From 3c332dab58d187fb3a642ea3618c6bbf24c4fea0 Mon Sep 17 00:00:00 2001
From: sky-bro <sky_io@outlook.com>
Date: Wed, 3 Dec 2025 01:28:25 +0800
Subject: [PATCH] fix grpo target function

---
 chapters/en/chapter12/3b.mdx | 2 +-
 chapters/my/chapter12/3a.mdx | 2 +-
 2 files changed, 2 insertions(+), 2 deletions(-)

diff --git a/chapters/en/chapter12/3b.mdx b/chapters/en/chapter12/3b.mdx
index a849c0b9d..e4d16a275 100644
--- a/chapters/en/chapter12/3b.mdx
+++ b/chapters/en/chapter12/3b.mdx
@@ -84,7 +84,7 @@ The final step is to use these advantage values to update our model so that it b
 
 The target function for policy update is:
 
-$$J_{GRPO}(\theta) = \left[\frac{1}{G} \sum_{i=1}^{G} \min \left( \frac{\pi_{\theta}(o_i|q)}{\pi_{\theta_{old}}(o_i|q)} A_i \text{clip}\left( \frac{\pi_{\theta}(o_i|q)}{\pi_{\theta_{old}}(o_i|q)}, 1 - \epsilon, 1 + \epsilon \right) A_i \right)\right]- \beta D_{KL}(\pi_{\theta} \|\| \pi_{ref})$$
+$$J_{GRPO}(\theta) = \left[\frac{1}{G} \sum_{i=1}^{G} \min \left( \frac{\pi_{\theta}(o_i|q)}{\pi_{\theta_{old}}(o_i|q)} A_i, \text{clip}\left( \frac{\pi_{\theta}(o_i|q)}{\pi_{\theta_{old}}(o_i|q)}, 1 - \epsilon, 1 + \epsilon \right) A_i \right)\right]- \beta D_{KL}(\pi_{\theta} \|\| \pi_{ref})$$
 
 This formula might look intimidating at first, but it's built from several components that each serve an important purpose. Let's break them down one by one.

■ RAW DATA:
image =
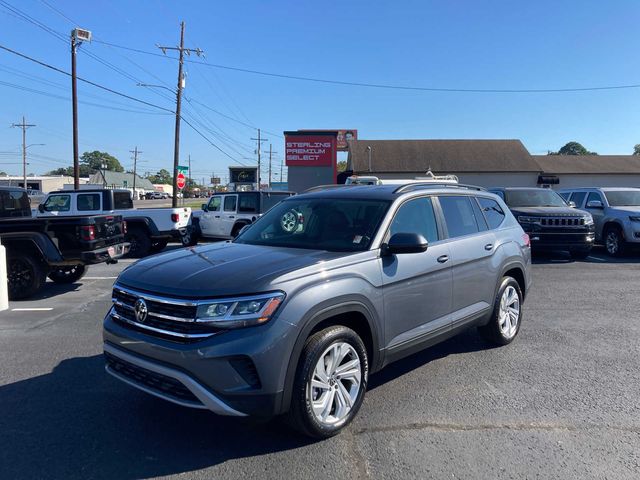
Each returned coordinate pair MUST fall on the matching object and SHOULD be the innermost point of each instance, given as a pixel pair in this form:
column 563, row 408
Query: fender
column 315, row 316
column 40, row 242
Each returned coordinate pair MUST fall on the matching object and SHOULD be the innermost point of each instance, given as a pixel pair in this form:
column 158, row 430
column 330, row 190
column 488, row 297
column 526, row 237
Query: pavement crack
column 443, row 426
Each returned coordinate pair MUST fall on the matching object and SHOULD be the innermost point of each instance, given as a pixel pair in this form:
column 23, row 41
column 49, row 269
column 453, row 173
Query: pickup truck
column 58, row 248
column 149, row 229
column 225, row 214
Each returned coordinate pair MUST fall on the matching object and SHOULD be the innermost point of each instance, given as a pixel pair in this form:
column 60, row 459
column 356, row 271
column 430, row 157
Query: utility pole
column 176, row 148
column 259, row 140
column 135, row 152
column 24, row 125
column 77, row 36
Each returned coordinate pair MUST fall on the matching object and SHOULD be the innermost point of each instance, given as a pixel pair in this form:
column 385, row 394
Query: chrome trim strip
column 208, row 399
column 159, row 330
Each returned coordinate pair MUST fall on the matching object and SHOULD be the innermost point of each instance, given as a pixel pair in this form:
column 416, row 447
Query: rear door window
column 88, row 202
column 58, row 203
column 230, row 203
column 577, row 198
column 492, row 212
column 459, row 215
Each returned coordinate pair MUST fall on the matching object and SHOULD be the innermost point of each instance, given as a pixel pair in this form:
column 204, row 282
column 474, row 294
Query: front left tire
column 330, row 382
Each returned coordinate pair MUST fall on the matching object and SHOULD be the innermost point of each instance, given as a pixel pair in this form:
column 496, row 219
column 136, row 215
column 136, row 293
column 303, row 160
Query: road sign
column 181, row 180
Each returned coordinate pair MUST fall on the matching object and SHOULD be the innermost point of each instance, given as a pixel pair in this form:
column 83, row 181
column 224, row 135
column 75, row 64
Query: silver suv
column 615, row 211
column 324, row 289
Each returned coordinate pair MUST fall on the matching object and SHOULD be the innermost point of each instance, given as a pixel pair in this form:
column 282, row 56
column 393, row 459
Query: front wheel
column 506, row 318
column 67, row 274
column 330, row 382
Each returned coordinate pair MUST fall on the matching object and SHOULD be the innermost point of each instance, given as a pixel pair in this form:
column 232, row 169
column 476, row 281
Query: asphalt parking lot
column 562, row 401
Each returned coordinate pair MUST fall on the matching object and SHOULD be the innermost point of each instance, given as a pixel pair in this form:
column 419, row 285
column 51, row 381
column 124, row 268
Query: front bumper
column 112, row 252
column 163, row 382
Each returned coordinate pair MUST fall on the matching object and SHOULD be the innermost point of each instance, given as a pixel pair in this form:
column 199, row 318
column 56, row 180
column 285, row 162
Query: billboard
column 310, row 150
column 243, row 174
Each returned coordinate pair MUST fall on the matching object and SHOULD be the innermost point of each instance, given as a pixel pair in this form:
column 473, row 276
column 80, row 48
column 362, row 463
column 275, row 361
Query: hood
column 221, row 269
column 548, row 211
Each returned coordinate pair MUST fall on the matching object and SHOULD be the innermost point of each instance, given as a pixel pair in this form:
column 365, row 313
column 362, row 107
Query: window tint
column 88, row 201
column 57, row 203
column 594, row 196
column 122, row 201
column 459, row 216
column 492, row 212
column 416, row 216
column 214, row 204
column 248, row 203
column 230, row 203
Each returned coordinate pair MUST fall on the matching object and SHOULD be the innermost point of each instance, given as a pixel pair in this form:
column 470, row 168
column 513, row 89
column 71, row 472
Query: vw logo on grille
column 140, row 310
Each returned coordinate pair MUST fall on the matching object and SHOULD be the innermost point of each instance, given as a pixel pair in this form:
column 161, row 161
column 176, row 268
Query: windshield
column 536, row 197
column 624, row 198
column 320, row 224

■ DIRECTIONS:
Which two files does the patch modify?

■ TASK ANSWER:
chapters/en/chapter12/3b.mdx and chapters/my/chapter12/3a.mdx